• [Working data]:
* START *

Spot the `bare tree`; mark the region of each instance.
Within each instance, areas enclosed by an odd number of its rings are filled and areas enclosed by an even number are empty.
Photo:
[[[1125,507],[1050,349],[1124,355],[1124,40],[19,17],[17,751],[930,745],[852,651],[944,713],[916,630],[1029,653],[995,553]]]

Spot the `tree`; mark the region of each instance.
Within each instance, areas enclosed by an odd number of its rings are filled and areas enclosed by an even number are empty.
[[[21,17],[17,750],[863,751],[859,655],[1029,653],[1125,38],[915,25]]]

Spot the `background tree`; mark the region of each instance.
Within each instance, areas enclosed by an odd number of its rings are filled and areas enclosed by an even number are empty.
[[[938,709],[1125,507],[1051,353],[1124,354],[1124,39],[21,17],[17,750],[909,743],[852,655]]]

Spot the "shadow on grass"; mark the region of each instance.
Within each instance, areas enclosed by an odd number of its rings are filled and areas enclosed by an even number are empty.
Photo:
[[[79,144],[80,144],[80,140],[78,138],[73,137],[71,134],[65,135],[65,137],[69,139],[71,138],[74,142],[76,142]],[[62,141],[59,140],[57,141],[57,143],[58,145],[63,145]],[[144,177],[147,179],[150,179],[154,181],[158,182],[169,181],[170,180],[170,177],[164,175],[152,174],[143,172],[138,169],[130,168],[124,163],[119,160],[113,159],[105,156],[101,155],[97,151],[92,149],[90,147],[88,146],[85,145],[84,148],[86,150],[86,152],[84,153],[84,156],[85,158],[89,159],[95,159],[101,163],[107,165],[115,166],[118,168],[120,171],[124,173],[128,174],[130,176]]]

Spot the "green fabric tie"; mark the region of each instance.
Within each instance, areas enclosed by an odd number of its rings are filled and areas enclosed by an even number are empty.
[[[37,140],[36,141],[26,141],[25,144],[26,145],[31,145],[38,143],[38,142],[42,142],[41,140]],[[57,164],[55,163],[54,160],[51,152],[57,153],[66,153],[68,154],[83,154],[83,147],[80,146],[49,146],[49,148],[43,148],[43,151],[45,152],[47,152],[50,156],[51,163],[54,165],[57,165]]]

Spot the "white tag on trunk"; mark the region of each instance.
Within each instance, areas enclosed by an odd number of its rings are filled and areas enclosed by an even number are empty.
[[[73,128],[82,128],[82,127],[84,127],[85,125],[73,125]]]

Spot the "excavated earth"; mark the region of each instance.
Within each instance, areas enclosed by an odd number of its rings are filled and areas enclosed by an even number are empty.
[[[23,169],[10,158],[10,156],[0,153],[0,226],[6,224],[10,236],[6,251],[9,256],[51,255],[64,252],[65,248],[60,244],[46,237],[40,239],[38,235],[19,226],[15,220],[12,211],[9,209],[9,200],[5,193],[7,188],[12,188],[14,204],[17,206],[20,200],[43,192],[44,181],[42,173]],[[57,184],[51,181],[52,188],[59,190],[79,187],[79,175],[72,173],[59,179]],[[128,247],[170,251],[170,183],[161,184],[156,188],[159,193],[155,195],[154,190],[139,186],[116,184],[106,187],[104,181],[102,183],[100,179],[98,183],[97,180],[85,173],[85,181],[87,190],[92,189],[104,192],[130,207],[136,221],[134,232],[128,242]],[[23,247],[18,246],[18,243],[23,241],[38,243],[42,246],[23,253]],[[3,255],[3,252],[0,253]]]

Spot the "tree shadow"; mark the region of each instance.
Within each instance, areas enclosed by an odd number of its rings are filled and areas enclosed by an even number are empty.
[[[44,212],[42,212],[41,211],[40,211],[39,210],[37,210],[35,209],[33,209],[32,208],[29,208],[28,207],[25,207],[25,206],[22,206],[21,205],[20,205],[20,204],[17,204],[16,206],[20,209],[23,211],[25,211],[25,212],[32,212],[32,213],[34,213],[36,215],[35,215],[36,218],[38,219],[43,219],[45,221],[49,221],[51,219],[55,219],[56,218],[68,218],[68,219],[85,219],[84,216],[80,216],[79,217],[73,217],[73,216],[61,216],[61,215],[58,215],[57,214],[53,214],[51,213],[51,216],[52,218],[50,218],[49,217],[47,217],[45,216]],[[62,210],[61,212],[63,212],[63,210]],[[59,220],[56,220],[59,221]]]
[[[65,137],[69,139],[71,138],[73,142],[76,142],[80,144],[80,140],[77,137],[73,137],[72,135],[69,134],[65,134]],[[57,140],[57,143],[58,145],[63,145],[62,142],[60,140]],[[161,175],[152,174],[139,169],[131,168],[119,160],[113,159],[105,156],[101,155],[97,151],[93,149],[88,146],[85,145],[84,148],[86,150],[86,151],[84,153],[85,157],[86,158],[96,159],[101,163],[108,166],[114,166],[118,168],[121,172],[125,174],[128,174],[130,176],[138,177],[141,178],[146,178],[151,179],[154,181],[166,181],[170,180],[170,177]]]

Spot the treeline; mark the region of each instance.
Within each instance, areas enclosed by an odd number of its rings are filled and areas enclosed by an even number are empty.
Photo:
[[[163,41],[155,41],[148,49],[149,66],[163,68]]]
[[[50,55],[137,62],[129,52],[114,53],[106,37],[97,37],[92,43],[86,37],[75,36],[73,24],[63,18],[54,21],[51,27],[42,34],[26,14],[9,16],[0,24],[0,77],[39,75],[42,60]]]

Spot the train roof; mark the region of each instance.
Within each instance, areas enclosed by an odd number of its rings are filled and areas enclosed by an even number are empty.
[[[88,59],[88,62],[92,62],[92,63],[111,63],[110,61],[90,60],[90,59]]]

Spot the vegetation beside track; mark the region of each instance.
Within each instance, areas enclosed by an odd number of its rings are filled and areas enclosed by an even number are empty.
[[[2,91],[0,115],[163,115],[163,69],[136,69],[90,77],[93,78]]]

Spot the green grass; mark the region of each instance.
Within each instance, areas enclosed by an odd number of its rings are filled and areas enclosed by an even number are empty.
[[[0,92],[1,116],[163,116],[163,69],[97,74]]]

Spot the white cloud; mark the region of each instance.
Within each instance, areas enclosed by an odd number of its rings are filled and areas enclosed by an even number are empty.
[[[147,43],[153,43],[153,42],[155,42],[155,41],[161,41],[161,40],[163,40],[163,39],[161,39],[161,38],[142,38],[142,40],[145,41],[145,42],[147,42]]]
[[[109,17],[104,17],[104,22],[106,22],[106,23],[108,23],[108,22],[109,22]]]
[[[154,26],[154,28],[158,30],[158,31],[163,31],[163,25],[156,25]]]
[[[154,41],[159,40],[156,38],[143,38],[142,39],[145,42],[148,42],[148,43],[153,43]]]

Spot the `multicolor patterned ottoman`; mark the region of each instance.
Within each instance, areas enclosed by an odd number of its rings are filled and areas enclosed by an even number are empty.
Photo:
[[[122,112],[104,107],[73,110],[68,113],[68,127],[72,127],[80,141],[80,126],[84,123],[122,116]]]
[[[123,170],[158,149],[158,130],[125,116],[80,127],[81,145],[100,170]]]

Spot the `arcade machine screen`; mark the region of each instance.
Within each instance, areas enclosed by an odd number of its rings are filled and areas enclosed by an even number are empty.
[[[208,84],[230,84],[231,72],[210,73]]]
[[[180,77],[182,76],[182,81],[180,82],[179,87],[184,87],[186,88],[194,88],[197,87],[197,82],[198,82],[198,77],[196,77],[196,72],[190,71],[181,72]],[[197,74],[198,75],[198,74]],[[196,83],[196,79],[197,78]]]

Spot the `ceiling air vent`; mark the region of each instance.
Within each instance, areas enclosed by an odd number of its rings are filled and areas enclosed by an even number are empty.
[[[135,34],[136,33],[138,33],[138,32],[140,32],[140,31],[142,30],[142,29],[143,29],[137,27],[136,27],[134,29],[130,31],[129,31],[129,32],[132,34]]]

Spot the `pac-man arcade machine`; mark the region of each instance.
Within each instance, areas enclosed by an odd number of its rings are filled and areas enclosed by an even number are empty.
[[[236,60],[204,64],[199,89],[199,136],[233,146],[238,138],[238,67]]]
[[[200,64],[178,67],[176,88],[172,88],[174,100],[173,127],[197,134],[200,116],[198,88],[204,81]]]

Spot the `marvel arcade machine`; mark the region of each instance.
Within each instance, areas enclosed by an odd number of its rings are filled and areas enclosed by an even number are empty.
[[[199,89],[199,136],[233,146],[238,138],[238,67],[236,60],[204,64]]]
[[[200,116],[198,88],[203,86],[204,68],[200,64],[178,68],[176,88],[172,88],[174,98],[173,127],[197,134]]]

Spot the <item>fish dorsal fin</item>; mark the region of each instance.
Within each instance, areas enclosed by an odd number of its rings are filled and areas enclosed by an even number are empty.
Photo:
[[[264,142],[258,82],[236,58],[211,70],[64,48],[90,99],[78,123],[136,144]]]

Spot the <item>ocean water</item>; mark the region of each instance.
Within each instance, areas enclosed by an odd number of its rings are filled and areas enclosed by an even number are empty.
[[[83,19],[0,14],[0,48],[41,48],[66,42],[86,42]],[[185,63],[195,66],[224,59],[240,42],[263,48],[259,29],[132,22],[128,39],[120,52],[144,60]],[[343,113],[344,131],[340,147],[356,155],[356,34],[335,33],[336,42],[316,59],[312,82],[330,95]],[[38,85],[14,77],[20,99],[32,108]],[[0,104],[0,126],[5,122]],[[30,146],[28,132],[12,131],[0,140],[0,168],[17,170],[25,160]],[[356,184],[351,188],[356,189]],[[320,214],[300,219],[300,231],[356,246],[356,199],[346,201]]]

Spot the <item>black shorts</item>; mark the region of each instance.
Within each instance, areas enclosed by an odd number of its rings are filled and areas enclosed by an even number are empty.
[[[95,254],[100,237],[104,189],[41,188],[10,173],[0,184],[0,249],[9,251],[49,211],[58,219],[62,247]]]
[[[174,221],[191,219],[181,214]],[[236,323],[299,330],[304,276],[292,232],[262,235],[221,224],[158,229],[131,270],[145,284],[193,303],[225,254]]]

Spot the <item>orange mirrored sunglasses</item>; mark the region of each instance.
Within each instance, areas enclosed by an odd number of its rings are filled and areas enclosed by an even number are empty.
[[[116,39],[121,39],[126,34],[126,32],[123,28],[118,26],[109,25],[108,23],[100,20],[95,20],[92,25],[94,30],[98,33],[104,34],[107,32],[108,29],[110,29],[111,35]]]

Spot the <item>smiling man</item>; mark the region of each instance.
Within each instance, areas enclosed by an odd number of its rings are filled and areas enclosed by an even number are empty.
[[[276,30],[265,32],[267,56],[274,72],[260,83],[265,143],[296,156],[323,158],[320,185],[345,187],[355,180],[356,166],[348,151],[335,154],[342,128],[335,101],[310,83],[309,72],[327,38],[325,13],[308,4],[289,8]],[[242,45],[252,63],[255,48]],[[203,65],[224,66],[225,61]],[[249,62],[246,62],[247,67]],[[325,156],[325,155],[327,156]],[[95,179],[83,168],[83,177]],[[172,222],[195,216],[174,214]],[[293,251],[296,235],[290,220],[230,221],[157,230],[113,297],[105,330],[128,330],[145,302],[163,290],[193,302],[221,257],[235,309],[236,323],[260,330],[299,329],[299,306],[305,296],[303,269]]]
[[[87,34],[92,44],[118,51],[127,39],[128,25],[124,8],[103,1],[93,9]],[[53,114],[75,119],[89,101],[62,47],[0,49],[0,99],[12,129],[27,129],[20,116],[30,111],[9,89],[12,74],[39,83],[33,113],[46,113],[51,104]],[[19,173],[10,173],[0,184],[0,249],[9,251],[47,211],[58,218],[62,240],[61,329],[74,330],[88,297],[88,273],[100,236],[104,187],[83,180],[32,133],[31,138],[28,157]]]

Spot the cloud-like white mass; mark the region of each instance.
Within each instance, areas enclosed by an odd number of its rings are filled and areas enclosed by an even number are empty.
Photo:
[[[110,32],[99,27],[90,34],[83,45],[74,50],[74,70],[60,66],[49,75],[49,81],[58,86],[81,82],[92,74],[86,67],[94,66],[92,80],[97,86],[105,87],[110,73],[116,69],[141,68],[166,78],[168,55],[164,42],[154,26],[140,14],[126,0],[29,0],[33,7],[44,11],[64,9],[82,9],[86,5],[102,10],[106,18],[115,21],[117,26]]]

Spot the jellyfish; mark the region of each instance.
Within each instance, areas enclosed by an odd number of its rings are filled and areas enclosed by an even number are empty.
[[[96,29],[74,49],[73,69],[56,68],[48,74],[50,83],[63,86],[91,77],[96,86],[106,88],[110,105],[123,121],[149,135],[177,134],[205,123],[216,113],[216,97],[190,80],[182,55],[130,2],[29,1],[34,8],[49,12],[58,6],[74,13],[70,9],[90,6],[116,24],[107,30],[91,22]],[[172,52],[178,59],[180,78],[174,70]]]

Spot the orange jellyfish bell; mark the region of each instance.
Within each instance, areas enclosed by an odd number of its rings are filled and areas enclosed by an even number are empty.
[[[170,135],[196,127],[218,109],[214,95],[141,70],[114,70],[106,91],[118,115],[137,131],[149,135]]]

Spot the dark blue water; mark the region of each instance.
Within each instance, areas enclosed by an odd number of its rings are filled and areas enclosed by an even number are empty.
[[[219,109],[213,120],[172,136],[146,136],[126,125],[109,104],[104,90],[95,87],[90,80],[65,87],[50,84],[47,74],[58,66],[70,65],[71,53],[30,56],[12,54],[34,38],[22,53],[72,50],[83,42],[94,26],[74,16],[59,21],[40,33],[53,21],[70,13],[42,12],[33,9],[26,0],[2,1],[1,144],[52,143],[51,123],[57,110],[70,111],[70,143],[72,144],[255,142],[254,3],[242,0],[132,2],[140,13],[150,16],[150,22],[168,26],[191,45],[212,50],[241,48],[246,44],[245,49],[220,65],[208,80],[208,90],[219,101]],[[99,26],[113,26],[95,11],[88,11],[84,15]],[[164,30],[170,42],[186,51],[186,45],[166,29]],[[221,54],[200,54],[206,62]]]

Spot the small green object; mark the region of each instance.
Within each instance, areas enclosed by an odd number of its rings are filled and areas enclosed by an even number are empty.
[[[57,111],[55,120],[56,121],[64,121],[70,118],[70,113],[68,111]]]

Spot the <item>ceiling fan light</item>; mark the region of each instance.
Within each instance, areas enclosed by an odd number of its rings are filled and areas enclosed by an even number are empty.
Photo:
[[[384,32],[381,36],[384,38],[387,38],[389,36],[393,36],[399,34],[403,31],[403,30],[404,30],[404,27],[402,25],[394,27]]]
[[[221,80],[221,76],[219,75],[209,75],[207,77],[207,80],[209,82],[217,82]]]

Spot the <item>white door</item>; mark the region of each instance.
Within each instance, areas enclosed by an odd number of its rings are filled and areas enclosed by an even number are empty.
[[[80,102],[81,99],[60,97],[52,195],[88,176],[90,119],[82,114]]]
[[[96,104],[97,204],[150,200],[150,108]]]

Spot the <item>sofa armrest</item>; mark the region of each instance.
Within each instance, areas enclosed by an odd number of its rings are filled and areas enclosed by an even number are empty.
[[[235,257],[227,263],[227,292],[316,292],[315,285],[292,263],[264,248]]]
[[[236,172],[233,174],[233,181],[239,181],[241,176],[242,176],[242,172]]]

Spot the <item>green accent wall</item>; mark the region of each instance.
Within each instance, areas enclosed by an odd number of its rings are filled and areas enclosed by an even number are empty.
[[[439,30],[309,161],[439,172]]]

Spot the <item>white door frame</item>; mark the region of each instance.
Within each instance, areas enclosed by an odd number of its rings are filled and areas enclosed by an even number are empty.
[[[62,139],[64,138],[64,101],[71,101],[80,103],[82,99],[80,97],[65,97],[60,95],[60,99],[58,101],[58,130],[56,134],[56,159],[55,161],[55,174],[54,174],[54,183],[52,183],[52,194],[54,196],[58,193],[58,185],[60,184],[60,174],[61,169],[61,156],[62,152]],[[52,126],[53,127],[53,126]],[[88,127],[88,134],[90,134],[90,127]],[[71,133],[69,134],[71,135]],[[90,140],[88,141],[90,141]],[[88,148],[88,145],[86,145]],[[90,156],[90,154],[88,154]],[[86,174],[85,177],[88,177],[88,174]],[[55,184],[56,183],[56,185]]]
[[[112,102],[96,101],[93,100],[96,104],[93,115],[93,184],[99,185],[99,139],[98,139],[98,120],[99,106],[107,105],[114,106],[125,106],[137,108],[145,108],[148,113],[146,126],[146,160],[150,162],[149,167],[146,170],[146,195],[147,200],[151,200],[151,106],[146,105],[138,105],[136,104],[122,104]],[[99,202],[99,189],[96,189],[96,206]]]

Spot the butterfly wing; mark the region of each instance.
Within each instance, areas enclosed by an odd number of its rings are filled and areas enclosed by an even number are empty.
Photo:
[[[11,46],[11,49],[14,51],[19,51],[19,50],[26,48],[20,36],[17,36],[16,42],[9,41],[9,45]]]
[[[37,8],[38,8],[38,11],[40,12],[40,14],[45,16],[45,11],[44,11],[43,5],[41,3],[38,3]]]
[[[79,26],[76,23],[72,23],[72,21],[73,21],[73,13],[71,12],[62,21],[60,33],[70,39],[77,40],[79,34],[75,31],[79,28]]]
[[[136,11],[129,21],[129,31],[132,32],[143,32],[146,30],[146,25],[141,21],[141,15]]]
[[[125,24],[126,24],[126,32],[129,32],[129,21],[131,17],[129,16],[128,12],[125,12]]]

* END *

• [Set exercise]:
Extract the closing run of lines, starting with the one containing "Spot the <item>sofa" and ending at the last, exactly as written.

• [Output of the exercise]:
Spot the <item>sofa armrest</item>; mark the region of each instance.
Within each instance, areas enclosed by an odd number of its rings are filled and areas enclosed by an even number are empty.
[[[235,257],[227,263],[227,292],[316,292],[315,285],[292,263],[264,248]]]
[[[236,172],[233,174],[233,181],[239,181],[241,176],[242,176],[242,172]]]

Spot the <item>green accent wall</item>; mark the region of each instance.
Within each instance, areas enclosed by an odd number of its rings are filled and areas enclosed by an even number are empty.
[[[439,30],[309,161],[439,172]]]

Spot the <item>white door frame</item>; mark the region of each instance.
Within each instance, areas enclosed by an odd number of its rings are filled and areas enclosed by an even number are empty.
[[[62,139],[64,138],[64,101],[71,101],[80,103],[82,99],[80,97],[65,97],[60,95],[60,99],[58,101],[58,130],[56,134],[56,159],[55,161],[55,174],[54,174],[54,183],[52,183],[52,194],[54,196],[58,193],[58,185],[60,184],[60,174],[61,169],[61,156],[62,152]],[[52,126],[53,127],[53,126]],[[88,127],[88,134],[90,134],[90,127]],[[71,133],[69,134],[71,135]],[[90,140],[88,141],[90,141]],[[88,148],[88,145],[86,145]],[[90,156],[90,154],[88,154]],[[86,174],[85,177],[88,177],[88,174]],[[55,184],[56,183],[56,185]]]
[[[112,102],[96,101],[93,100],[96,104],[93,115],[93,184],[99,185],[99,139],[98,139],[98,120],[99,106],[107,105],[114,106],[125,106],[137,108],[145,108],[148,113],[146,126],[146,160],[150,162],[149,167],[146,170],[146,195],[147,200],[151,200],[151,106],[146,105],[138,105],[136,104],[122,104]],[[99,202],[99,189],[96,189],[96,206]]]

Spot the butterfly wing; mark the region of each instance.
Within each instance, areas enclosed by an odd number of its rings are filled and areas enclosed by an even number are empty.
Photo:
[[[11,46],[11,49],[14,51],[19,51],[19,50],[26,48],[20,36],[17,36],[16,42],[9,41],[9,45]]]
[[[37,8],[38,8],[38,11],[40,12],[40,14],[45,16],[45,11],[44,11],[43,5],[41,3],[38,3]]]
[[[79,26],[76,23],[72,23],[72,21],[73,21],[73,13],[71,12],[62,21],[60,33],[70,39],[77,40],[79,34],[75,31],[79,28]]]
[[[136,11],[129,21],[129,31],[132,32],[143,32],[146,30],[146,25],[141,21],[141,15]]]
[[[125,24],[126,24],[126,32],[129,32],[129,21],[131,17],[129,16],[128,12],[125,12]]]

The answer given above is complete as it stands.